Directions for this task:
Format the portion of the records that starts with the line containing "Exercise. Locate the wall-mounted" and continues through the end of the records as a Markdown table with the columns Row and Line, giving each line a row number and leaving out blank lines.

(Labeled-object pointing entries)

(begin)

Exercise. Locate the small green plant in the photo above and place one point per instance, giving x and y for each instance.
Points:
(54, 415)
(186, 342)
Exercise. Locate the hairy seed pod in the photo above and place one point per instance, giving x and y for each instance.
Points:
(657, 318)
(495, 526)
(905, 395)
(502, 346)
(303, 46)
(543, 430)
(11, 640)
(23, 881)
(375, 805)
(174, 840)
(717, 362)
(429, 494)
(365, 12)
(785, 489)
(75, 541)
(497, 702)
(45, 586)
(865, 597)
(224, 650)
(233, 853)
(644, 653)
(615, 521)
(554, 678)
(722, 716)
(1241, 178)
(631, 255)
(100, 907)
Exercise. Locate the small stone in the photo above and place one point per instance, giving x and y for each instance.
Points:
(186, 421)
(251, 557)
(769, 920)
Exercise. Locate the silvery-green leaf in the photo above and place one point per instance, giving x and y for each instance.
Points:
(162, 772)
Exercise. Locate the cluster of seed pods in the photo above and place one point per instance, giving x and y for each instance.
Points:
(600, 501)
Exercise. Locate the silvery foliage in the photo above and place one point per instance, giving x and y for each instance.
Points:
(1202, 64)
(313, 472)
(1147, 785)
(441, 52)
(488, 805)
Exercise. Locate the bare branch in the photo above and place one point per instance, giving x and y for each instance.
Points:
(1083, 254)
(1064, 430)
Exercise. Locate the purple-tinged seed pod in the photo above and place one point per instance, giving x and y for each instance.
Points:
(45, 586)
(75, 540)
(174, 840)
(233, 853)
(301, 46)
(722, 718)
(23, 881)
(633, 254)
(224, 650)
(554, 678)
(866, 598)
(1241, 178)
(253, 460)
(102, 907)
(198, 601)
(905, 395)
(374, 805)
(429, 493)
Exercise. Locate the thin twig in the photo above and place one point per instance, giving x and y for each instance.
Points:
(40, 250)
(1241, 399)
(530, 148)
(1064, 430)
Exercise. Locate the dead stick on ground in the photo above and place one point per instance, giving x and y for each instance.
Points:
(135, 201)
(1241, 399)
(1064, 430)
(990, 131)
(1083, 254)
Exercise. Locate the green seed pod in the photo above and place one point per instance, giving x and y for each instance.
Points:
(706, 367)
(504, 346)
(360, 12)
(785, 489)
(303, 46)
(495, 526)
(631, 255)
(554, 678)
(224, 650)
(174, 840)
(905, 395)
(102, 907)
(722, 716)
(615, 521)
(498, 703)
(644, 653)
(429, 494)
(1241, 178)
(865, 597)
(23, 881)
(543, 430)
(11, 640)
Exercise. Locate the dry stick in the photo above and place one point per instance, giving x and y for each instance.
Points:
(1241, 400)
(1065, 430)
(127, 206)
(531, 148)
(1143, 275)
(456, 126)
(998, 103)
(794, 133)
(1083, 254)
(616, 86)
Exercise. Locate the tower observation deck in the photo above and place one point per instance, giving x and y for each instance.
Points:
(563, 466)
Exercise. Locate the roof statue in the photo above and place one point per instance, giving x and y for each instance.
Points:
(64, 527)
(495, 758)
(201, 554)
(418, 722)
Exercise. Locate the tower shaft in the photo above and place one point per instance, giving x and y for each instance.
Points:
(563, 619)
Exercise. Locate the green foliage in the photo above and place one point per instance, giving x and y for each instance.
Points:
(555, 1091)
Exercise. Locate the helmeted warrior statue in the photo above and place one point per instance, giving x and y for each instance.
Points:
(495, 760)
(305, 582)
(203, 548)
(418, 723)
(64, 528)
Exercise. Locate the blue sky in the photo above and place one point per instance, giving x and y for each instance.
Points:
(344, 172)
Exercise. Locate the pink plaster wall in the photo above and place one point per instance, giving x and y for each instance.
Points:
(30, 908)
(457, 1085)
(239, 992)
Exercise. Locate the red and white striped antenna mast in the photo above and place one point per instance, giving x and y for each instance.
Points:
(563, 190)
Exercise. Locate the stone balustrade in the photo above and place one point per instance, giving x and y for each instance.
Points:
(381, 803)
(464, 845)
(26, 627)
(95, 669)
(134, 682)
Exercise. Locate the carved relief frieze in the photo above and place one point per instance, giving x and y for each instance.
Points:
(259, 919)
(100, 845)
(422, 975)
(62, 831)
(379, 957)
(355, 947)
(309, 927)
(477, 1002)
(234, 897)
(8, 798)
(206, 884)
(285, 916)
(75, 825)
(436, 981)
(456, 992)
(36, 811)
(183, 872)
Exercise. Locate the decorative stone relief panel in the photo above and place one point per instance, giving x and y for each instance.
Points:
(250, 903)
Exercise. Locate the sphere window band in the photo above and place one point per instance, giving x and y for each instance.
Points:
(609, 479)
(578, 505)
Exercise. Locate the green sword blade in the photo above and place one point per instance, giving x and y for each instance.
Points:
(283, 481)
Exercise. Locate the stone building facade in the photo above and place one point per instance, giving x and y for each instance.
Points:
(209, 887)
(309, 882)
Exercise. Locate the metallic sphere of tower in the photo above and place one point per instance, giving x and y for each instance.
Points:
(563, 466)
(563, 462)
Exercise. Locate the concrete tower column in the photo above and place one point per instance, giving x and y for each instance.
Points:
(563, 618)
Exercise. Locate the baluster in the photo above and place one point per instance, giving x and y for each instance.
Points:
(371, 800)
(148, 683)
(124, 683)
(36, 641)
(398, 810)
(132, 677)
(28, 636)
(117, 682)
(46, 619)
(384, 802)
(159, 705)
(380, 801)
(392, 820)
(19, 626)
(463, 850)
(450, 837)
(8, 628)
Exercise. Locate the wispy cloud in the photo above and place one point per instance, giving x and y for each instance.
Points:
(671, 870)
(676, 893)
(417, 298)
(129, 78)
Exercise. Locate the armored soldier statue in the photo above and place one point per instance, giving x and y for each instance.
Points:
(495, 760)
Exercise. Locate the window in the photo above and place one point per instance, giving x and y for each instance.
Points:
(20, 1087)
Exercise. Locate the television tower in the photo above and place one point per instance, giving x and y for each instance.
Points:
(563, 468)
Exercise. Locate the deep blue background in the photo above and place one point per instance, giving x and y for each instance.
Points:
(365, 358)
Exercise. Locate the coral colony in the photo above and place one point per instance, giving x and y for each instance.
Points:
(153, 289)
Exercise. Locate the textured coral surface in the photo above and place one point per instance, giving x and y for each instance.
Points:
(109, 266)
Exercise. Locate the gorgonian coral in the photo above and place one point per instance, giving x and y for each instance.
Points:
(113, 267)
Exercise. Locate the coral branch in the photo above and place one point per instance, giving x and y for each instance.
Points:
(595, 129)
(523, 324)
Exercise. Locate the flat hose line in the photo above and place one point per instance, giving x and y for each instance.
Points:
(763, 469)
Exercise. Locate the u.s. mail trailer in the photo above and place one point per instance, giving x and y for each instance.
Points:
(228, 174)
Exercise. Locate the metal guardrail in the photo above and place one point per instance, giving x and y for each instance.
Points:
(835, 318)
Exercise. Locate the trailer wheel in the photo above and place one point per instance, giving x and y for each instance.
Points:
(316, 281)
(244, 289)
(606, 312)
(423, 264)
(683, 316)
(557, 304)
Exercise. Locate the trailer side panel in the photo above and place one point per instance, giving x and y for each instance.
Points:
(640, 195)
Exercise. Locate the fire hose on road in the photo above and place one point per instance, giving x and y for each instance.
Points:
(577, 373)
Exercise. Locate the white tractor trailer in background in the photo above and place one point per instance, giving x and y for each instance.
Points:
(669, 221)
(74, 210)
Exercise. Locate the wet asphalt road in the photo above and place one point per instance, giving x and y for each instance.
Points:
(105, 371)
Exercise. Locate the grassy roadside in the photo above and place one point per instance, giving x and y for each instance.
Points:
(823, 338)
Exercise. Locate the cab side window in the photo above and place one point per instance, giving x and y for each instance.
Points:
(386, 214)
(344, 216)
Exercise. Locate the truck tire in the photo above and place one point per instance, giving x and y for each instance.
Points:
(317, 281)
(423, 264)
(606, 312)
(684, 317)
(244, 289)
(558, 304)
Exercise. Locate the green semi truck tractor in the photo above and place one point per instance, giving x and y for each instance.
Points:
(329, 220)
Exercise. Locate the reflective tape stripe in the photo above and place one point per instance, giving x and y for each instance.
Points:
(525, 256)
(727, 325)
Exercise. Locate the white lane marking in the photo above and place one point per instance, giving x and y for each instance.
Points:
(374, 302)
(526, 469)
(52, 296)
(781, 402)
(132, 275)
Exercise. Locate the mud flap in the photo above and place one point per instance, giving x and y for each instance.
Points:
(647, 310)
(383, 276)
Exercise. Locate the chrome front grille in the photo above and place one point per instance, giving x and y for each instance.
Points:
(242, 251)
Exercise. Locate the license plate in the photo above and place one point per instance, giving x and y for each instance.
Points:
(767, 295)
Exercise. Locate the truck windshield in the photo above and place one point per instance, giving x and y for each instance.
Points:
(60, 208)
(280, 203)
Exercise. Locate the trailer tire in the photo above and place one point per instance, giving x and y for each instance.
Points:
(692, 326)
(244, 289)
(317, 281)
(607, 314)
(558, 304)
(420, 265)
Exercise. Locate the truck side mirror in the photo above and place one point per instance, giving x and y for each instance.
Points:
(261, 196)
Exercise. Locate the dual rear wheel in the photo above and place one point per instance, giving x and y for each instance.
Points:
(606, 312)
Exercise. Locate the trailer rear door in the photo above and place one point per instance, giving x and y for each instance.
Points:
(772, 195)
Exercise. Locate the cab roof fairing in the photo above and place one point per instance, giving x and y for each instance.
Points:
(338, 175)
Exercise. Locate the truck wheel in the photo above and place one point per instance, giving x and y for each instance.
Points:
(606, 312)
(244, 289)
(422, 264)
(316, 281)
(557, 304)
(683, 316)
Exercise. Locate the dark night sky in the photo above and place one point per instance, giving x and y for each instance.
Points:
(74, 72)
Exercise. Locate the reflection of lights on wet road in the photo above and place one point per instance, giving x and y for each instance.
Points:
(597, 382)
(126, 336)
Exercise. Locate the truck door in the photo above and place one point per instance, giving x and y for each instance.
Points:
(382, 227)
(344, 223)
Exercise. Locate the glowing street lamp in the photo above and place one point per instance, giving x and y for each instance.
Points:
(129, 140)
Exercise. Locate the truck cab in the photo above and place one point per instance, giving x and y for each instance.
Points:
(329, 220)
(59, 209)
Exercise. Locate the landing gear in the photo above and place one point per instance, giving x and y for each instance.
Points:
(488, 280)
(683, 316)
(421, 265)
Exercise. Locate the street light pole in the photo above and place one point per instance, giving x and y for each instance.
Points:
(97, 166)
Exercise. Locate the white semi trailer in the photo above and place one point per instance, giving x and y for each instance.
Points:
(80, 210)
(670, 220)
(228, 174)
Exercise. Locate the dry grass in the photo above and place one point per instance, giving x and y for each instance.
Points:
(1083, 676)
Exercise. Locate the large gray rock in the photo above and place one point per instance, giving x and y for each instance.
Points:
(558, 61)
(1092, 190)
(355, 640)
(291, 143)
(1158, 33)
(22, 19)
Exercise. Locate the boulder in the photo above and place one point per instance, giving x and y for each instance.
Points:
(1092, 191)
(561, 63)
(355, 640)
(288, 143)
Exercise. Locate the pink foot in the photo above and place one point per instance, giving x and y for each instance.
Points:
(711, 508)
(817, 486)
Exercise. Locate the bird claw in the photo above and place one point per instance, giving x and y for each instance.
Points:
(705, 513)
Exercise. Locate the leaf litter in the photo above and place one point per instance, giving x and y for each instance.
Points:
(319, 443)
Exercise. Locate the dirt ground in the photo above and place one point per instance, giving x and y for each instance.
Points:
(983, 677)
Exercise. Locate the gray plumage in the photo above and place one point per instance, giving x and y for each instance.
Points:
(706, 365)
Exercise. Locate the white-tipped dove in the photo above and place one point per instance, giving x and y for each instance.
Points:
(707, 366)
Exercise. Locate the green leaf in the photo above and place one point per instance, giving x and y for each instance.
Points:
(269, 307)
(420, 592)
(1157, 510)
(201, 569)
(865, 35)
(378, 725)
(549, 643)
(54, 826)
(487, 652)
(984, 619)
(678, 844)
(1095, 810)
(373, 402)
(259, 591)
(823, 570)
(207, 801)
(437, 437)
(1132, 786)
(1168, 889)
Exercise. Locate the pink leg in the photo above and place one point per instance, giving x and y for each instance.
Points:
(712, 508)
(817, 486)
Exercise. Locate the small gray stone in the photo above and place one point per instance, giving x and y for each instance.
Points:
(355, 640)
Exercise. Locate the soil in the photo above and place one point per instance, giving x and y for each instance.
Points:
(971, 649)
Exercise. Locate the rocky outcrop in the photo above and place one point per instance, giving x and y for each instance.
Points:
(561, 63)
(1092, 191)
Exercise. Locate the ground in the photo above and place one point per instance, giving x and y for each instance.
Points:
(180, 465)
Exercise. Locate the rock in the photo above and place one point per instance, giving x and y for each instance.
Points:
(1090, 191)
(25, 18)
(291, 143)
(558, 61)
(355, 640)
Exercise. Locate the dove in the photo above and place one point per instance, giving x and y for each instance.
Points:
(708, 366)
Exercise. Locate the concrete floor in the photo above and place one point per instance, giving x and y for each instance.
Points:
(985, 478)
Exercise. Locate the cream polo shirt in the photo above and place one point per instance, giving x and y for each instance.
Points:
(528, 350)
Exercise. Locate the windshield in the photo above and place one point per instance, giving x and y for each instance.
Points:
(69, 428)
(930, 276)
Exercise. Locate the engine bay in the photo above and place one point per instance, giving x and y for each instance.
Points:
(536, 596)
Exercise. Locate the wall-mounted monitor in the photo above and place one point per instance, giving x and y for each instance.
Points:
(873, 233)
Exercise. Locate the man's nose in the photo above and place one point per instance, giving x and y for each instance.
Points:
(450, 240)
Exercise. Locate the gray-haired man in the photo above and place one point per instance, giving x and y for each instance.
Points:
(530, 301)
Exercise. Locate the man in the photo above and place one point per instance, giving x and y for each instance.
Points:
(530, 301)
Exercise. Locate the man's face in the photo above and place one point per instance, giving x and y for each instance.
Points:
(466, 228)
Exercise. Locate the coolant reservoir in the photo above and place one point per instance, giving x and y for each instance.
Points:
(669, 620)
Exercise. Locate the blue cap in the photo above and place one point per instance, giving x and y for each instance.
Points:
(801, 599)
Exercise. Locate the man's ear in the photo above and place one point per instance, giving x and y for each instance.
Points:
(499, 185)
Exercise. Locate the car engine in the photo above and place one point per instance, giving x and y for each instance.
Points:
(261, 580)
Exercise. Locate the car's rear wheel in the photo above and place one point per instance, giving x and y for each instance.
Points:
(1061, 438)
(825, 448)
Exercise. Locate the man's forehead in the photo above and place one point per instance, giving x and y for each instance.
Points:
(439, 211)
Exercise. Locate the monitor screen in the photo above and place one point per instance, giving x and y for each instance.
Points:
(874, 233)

(end)

Written answer:
| Row | Line |
|---|---|
| 1 | Exercise. Locate the wall-mounted monitor in the photo above and place one point per instance, giving x and y for each instance. |
| 2 | Points: |
| 3 | (873, 233) |
| 4 | Exercise. Locate the man's nose in the photo above and place one point per instance, giving x and y for each instance. |
| 5 | Points: |
| 6 | (450, 240) |
| 7 | Exercise. Locate the gray-haired man in the photo above and place one point per instance, giving x and y for each instance. |
| 8 | Points: |
| 9 | (530, 301) |
| 10 | Exercise. Locate the man in the photo above and place one point per instance, giving x and y for each instance. |
| 11 | Points: |
| 12 | (530, 301) |
| 13 | Exercise. Locate the man's face in the photo above and place one point per instance, giving x and y for each instance. |
| 14 | Points: |
| 15 | (466, 228) |
| 16 | Exercise. Locate the coolant reservoir in the photo above and place one point per instance, giving x and y for each instance. |
| 17 | Points: |
| 18 | (669, 620) |
| 19 | Exercise. Locate the blue cap in the photo above and place one point per instance, giving x and y for each instance. |
| 20 | Points: |
| 21 | (801, 599) |
| 22 | Exercise. Locate the man's ear in the photo above and place one point per instance, giving x and y for each instance. |
| 23 | Points: |
| 24 | (499, 185) |
| 25 | Exercise. Locate the car engine in the photo above and place one point per instance, giving x and y for each instance. |
| 26 | Points: |
| 27 | (261, 580) |
| 28 | Exercise. Locate the car's rear wheel in the photo above and place one point per instance, giving x and y for each instance. |
| 29 | Points: |
| 30 | (1061, 438) |
| 31 | (825, 448) |
| 32 | Exercise. Locate the man's forehead in the photo above and place one point per instance, giving x and y for each instance. |
| 33 | Points: |
| 34 | (439, 211) |
| 35 | Exercise. Locate the monitor screen in the photo above and place one point per instance, giving x and y for each instance. |
| 36 | Points: |
| 37 | (874, 233) |